» **Work to complete**: Give back exactly the lines of the material below, starting with the line with "Query: rocky slope" and going on through the line with "find distant haze".

--- Records shown Enclosed Below ---

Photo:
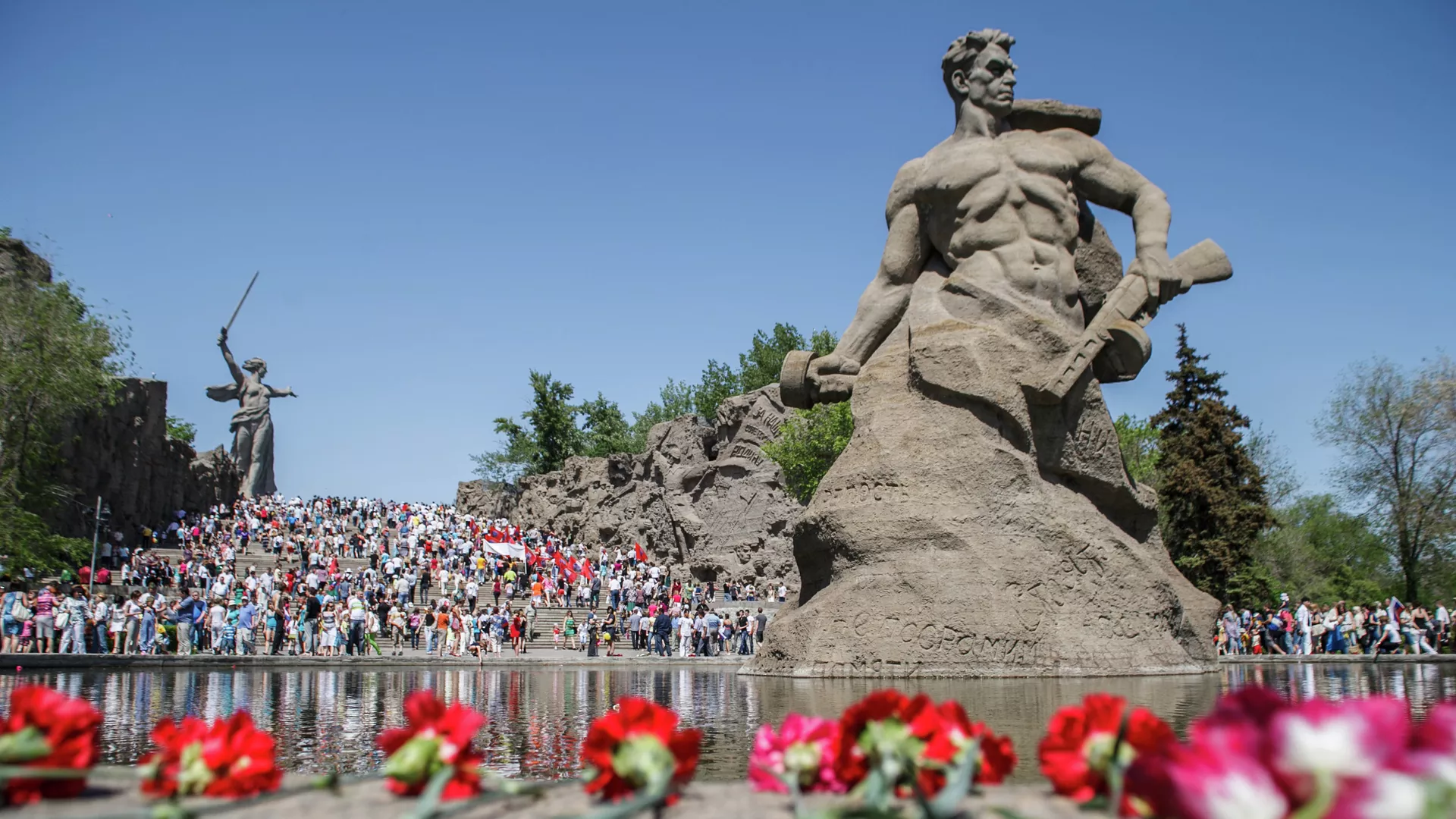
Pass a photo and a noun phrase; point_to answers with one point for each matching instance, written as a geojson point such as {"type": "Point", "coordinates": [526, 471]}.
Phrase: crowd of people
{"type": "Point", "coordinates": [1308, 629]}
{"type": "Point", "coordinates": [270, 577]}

--- End of Enclosed Records shown ---
--- Records shown Enclosed Below ---

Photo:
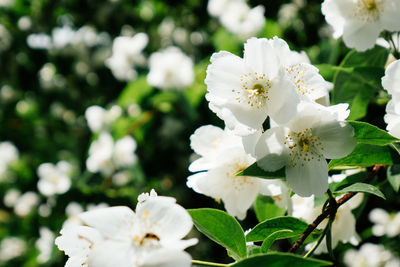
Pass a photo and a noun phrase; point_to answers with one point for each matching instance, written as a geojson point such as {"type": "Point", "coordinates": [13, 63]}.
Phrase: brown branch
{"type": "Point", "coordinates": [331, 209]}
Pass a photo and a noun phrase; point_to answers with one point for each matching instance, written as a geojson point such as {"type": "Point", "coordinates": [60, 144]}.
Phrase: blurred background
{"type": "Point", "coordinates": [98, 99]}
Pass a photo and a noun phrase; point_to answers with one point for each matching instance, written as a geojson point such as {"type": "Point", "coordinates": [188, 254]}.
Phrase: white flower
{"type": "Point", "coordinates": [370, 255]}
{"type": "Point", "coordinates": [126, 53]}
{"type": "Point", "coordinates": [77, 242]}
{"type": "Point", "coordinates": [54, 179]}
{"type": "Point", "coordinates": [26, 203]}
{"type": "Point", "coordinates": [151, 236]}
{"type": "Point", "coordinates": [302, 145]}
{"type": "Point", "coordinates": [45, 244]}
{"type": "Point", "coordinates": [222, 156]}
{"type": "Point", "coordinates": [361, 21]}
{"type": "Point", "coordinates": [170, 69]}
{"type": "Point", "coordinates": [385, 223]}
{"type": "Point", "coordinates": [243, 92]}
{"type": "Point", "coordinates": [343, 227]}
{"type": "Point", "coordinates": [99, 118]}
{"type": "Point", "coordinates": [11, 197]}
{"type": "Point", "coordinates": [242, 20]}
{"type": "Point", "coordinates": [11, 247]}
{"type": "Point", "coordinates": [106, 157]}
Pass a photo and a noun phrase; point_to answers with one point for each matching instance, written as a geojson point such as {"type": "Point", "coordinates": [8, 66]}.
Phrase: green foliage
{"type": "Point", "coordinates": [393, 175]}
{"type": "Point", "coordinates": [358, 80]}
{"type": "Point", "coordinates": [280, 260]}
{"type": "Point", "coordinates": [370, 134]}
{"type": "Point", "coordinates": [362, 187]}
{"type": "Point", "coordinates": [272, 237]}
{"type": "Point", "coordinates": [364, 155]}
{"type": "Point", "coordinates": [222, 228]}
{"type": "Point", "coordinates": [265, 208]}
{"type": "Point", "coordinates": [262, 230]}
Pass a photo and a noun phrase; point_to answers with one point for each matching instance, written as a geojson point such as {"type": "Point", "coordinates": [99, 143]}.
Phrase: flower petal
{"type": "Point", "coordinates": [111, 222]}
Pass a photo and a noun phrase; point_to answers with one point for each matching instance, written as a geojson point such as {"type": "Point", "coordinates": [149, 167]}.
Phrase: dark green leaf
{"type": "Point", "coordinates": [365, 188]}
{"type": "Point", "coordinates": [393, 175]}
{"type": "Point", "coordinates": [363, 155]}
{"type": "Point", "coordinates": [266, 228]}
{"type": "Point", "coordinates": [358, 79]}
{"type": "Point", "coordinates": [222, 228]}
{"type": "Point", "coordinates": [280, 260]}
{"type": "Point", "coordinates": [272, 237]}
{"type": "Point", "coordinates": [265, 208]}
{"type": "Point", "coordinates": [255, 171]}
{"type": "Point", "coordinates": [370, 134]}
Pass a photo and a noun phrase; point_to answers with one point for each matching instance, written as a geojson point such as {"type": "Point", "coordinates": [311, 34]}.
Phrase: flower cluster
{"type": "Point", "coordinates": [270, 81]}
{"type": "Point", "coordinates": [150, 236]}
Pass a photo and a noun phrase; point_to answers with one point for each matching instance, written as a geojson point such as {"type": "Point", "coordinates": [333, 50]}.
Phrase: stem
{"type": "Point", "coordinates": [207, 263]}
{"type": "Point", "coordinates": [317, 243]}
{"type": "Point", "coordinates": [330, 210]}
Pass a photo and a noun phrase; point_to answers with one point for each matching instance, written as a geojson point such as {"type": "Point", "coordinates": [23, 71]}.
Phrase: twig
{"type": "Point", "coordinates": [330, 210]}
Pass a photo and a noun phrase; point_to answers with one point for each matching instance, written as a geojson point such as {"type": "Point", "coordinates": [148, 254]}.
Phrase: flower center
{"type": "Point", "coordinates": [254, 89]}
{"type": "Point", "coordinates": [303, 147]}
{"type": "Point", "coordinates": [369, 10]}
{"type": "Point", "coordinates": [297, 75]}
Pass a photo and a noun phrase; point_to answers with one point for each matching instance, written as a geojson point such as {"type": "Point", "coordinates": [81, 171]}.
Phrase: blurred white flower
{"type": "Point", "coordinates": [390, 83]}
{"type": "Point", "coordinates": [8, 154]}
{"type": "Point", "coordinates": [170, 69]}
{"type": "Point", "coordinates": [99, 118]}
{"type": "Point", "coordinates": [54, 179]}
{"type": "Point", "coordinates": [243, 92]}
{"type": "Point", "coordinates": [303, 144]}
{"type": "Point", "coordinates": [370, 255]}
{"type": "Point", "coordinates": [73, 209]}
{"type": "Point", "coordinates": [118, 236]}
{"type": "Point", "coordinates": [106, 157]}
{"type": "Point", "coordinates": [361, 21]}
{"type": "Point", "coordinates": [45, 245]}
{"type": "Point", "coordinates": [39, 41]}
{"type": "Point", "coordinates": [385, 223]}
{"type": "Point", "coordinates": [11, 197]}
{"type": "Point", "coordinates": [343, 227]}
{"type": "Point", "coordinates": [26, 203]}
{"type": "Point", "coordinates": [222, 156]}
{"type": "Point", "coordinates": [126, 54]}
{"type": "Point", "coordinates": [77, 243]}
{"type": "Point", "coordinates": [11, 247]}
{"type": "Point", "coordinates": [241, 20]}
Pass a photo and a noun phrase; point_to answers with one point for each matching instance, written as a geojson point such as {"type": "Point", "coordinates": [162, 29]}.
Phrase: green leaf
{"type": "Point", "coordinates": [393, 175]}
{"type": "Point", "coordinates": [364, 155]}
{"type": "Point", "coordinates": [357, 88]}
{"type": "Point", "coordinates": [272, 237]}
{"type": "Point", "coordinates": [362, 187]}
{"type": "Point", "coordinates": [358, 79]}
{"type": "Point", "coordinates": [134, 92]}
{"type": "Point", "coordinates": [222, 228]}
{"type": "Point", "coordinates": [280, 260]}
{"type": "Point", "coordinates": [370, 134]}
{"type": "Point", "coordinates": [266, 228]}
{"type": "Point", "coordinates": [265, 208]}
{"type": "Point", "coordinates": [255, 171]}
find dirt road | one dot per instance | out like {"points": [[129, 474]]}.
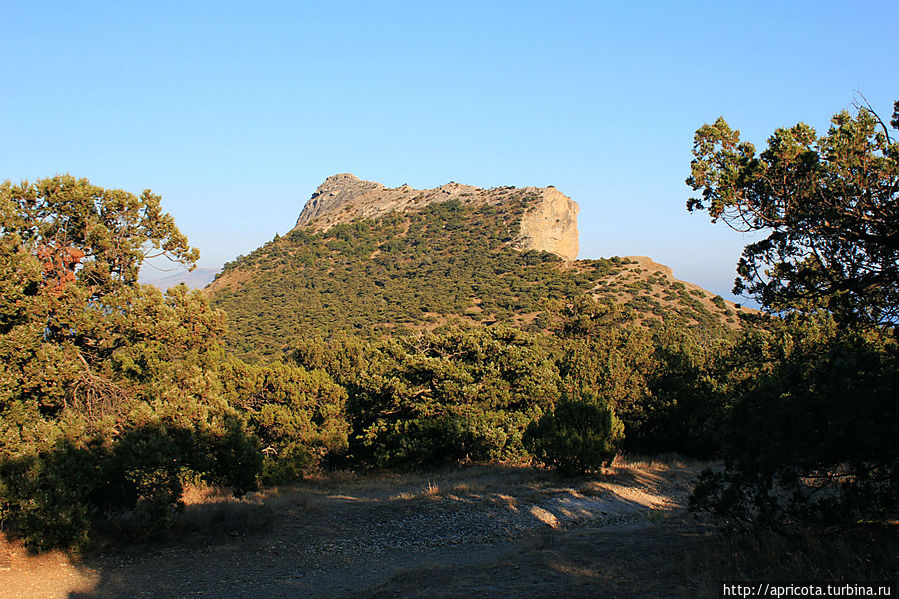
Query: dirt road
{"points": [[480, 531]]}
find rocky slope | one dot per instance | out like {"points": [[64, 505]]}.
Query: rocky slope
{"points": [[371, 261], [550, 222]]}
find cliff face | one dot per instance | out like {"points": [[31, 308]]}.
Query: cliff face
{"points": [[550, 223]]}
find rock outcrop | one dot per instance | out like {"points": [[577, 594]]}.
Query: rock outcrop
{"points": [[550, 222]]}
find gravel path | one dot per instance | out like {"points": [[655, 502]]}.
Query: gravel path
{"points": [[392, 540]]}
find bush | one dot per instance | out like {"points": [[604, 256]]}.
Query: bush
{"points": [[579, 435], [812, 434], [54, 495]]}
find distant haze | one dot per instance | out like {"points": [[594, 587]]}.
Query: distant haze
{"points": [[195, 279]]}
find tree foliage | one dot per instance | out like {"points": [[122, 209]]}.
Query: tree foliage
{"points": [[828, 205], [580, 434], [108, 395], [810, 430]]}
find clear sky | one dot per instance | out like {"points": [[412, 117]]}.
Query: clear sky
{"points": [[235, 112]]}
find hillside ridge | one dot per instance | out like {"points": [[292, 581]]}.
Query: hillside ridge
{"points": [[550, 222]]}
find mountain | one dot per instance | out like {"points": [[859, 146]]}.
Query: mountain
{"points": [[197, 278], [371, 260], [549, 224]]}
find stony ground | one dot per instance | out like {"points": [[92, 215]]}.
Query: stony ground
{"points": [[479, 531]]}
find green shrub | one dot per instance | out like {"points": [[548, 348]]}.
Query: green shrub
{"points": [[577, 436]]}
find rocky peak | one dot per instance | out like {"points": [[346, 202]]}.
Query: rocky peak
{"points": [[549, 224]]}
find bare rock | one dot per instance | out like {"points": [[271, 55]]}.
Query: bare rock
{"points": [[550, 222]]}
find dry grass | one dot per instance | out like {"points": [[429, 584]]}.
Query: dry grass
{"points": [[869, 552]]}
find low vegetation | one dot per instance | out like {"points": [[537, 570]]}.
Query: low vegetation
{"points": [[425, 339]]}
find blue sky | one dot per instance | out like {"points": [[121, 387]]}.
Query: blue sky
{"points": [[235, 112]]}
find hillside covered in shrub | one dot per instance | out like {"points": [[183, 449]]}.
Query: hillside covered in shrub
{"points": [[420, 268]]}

--- End of Enclosed Records shown ---

» **Task response**:
Query: rocky slope
{"points": [[371, 261], [550, 222]]}
find cliff face | one dot per instance | out like {"points": [[31, 308]]}.
Query: cliff face
{"points": [[550, 223]]}
find rock outcrop | one dot per instance | out like {"points": [[577, 594]]}.
Query: rock outcrop
{"points": [[550, 222]]}
find gravel path | one dot per instance | out like {"points": [[655, 502]]}.
Query: gravel path
{"points": [[392, 540]]}
find bush | one dot per instance | out like {"points": [[604, 256]]}.
Query: bush
{"points": [[579, 435], [812, 434], [54, 495]]}
find distant haze | one dot per instance | out like {"points": [[594, 587]]}.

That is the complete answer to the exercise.